━━━━━ Textauszug ━━━━━
Bis zu einem gewissen Grad hat sich der ÖSV den Spott, der dem Schaden folgte, selbst zuzuschreiben. "Positive Meldungen" über infizierte Athletinnen und Athleten aus dem alpinen wie aus dem nordischen Bereich häufen sich zuletzt immer mehr. Bei den Alpinen erfuhr man von Infektionen oft erst Wochen später – wie im Fall der vier Speedfahrerinnen Nicole Schmidhofer, Stephanie Venier, Mirjam Puchner und Tamara Tippler. Oder aber es hieß, die Infektion sei im privaten Umfeld passiert – wie im Fall von Marco Schwarz.

Bei den Skispringern sah und sieht sich der ÖSV mit einem anderen, noch größeren Problem konfrontiert. Da hatten sich nicht etwa im Training oder im privaten Umfeld, sondern bei Weltcupbewerben im Ausland zwei unübersehbare Cluster gebildet. Zuletzt wurden in Nischnij Tagil in Russland der am Samstag zweitplatzierte Daniel Huber sowie Jan Hörl, Thomas Lackner und Manuel Fettner positiv getestet und verpassten das zweite Springen am Sonntag. Sie flogen am Montag mit einer Sondermaschine nach Österreich zurück, neben dem Springerquartett waren auch der ebenfalls infizierte italienische FIS-Renndirektor Sandro Pertile und Teamarzt Lukas Pichler an Bord.
━━━━━ Vorliegende Zeilen ━━━━━
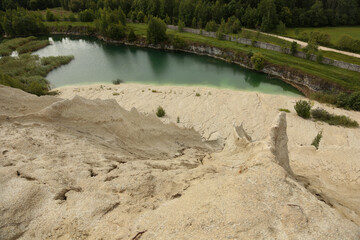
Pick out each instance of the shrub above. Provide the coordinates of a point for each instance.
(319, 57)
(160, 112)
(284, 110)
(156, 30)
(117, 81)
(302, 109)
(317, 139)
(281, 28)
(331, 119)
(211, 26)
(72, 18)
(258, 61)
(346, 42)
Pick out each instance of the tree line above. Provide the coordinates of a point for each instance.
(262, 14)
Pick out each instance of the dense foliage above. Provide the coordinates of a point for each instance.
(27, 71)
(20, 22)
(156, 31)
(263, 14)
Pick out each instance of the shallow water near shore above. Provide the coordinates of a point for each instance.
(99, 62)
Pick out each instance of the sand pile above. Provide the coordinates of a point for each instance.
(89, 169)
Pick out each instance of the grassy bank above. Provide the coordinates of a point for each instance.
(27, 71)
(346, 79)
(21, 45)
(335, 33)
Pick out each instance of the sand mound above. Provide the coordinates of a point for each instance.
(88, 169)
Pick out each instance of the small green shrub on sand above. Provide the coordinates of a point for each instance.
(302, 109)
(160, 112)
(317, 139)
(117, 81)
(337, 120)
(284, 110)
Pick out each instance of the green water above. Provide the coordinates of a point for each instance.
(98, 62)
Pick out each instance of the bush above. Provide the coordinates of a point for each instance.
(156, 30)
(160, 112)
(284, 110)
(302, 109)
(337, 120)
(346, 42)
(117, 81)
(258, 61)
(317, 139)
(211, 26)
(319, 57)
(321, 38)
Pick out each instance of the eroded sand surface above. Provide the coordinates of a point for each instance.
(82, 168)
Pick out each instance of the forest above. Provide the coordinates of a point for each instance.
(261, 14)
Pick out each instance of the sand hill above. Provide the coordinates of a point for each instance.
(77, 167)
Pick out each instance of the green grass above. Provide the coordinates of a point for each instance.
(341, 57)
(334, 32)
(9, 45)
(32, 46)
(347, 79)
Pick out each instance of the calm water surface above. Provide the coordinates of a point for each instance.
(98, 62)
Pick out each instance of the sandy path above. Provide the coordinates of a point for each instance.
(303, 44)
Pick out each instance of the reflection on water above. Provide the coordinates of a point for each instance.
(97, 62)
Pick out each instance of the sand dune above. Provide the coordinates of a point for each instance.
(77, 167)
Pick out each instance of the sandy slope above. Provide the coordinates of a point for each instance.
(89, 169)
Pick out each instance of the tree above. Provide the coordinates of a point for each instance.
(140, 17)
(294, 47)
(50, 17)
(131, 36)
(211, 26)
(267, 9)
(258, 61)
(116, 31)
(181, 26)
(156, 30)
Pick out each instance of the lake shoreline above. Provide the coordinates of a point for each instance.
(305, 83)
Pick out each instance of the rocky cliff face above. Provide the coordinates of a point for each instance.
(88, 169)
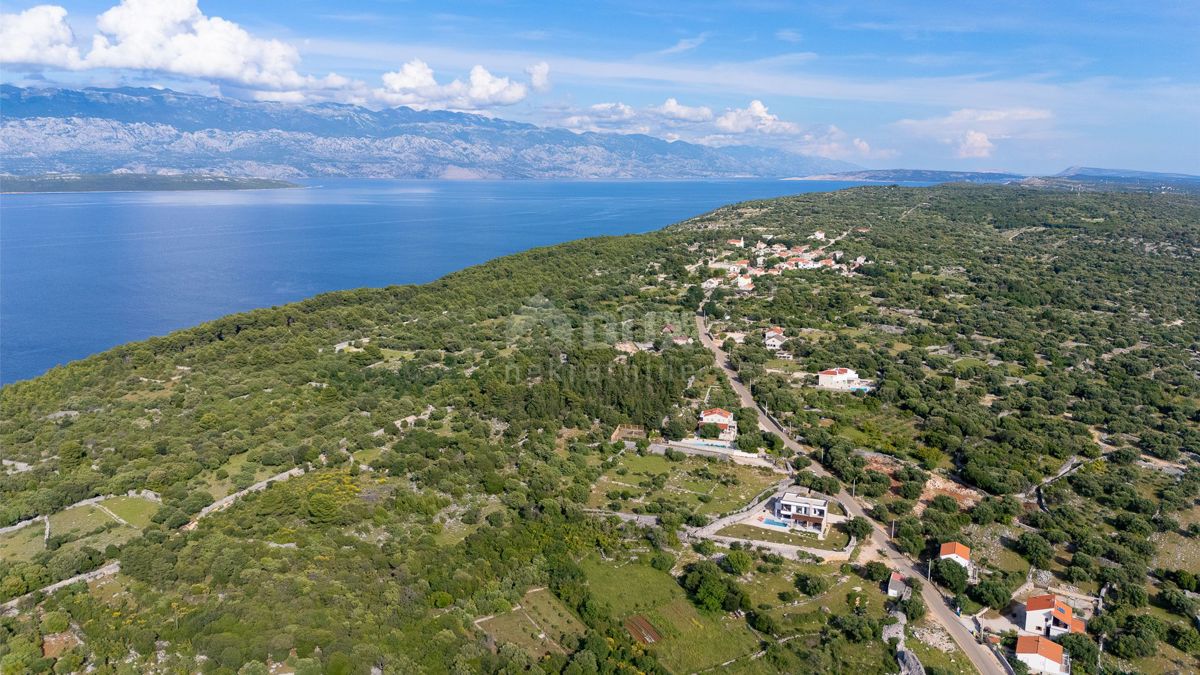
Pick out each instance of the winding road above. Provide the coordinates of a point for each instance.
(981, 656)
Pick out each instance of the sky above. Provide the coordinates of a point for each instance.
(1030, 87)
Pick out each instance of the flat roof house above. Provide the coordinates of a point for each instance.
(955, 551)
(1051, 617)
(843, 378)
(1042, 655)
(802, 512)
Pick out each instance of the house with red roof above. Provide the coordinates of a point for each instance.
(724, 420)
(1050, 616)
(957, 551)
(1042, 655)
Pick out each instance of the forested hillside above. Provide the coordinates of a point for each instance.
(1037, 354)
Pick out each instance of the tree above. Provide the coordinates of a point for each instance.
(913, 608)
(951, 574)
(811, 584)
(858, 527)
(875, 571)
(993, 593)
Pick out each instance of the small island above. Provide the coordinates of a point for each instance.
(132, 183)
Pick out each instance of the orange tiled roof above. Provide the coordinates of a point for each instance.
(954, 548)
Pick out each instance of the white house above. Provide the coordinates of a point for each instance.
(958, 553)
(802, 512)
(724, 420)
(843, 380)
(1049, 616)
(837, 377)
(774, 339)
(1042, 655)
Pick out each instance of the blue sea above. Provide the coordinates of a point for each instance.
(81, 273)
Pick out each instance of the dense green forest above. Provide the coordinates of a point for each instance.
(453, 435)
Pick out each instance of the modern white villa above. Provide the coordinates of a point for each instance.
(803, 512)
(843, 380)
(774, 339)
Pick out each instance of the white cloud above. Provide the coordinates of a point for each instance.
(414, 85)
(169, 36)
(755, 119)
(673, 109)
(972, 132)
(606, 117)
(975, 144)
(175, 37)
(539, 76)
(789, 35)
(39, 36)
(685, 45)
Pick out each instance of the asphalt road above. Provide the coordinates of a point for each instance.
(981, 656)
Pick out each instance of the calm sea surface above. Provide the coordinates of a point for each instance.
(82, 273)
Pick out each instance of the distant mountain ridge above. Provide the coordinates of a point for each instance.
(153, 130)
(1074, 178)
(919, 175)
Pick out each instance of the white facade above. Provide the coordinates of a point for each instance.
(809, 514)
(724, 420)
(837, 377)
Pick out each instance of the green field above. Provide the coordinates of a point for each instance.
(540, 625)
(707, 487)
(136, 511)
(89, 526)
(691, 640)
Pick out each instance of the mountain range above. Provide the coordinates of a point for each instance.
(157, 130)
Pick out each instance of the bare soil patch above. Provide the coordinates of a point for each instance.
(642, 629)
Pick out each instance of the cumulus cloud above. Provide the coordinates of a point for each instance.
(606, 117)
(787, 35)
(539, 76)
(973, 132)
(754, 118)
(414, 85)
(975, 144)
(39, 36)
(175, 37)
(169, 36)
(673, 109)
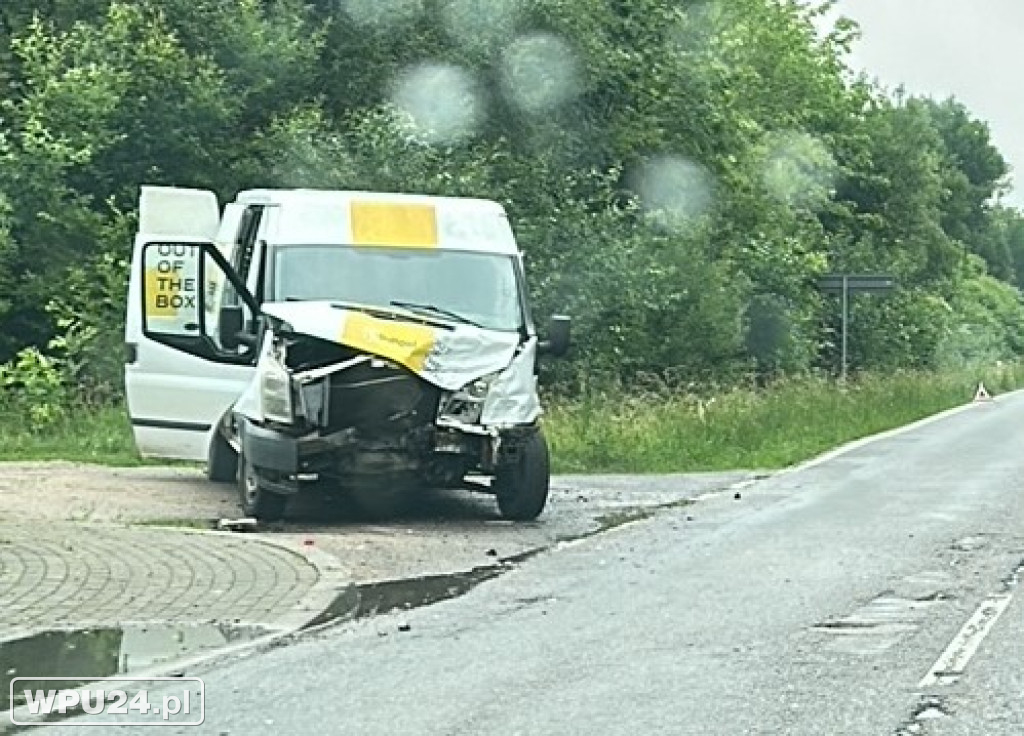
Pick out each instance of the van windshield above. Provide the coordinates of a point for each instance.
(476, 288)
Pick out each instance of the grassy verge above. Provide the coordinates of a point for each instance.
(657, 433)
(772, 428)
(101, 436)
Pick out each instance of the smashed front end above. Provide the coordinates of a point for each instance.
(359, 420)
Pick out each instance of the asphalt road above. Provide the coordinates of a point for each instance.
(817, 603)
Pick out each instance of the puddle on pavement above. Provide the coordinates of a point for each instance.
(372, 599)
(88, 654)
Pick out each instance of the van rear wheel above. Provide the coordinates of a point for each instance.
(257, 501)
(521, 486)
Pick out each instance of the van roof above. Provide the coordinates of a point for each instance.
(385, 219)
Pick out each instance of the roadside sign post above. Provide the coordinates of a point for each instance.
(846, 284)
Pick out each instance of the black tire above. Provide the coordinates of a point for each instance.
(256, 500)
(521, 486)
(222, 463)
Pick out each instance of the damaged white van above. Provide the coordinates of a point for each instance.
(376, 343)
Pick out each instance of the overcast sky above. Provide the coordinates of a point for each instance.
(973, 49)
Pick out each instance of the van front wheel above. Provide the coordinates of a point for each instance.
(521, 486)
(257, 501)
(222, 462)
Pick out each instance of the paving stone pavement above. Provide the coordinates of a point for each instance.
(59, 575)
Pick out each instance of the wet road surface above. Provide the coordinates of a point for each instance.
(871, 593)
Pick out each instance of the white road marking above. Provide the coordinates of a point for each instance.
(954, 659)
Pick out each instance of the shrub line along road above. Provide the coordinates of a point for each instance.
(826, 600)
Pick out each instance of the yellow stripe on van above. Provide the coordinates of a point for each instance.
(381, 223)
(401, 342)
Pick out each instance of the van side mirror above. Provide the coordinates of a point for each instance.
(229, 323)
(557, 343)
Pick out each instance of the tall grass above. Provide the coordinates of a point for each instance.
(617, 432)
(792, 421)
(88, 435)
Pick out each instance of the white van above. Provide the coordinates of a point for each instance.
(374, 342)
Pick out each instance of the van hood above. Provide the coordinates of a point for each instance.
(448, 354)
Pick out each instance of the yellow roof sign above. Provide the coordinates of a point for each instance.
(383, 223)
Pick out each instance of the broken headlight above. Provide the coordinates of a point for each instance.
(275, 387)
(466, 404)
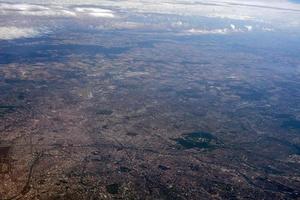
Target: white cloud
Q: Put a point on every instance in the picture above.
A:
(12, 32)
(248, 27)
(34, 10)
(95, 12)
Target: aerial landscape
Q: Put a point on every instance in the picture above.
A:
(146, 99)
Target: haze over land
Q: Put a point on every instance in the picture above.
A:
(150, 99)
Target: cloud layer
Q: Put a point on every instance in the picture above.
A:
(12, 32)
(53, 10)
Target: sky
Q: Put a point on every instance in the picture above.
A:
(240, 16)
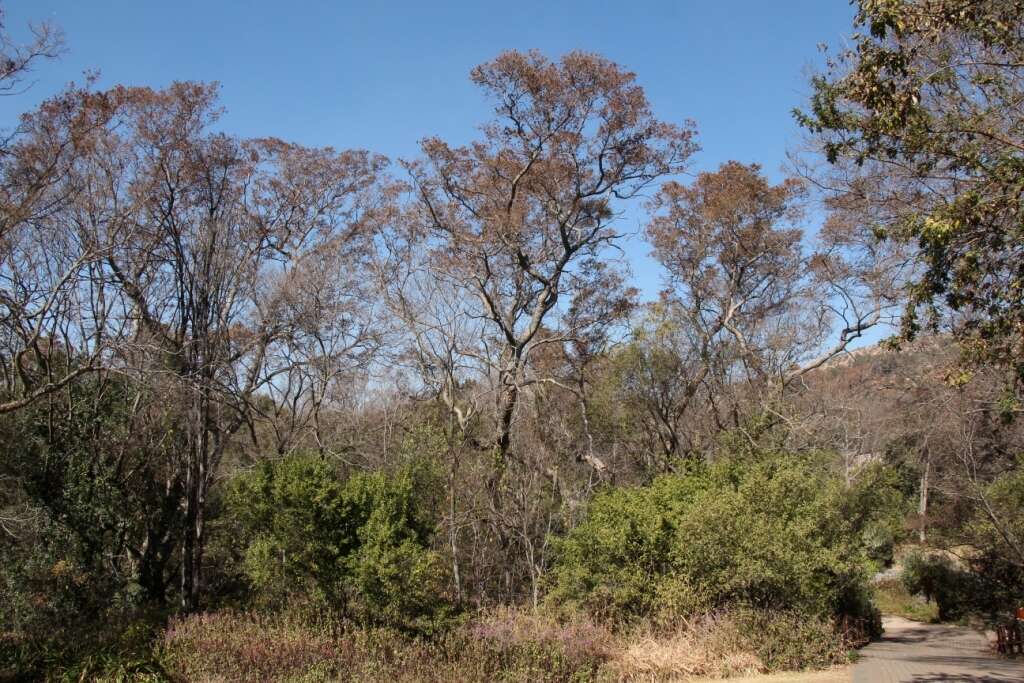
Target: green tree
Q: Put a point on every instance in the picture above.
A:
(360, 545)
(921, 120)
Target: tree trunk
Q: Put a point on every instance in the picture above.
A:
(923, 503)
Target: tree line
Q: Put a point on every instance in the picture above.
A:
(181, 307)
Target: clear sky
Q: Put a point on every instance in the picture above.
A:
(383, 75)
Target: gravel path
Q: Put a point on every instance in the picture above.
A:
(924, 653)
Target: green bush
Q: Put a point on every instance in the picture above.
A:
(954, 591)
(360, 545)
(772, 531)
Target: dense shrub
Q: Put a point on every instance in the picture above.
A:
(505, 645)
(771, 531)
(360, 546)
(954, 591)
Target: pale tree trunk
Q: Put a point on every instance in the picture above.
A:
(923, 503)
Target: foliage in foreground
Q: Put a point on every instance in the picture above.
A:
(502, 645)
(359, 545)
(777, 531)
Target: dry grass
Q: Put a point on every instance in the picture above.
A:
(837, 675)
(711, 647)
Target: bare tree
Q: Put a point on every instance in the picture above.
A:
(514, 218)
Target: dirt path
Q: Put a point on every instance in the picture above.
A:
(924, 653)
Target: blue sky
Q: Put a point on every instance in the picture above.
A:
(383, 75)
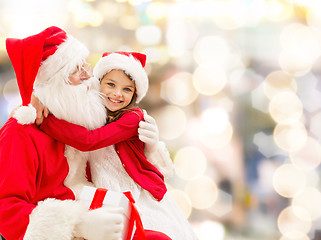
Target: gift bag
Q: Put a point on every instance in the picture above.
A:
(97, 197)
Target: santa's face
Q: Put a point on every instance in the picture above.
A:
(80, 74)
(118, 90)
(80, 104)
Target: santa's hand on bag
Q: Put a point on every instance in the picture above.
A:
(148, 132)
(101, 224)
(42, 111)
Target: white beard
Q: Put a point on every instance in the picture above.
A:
━━━━━
* _Aufgaben zur Übung_
[1] Nenne alle Personen, die laut Textauszug am Montag mit der Sondermaschine nach Österreich zurückflogen.
[2] Gib an, wie viele Zeilen die Zeichenfolge „trunk“ enthalten, und nenne dabei nur die Zahl.
Textauszug und Zeilen stammen aus unterschiedlichen Quellen.

* _Lösungen_
[1] Daniel Huber, Jan Hörl, Thomas Lackner, Manuel Fettner, Sandro Pertile, Lukas Pichler

[2] 2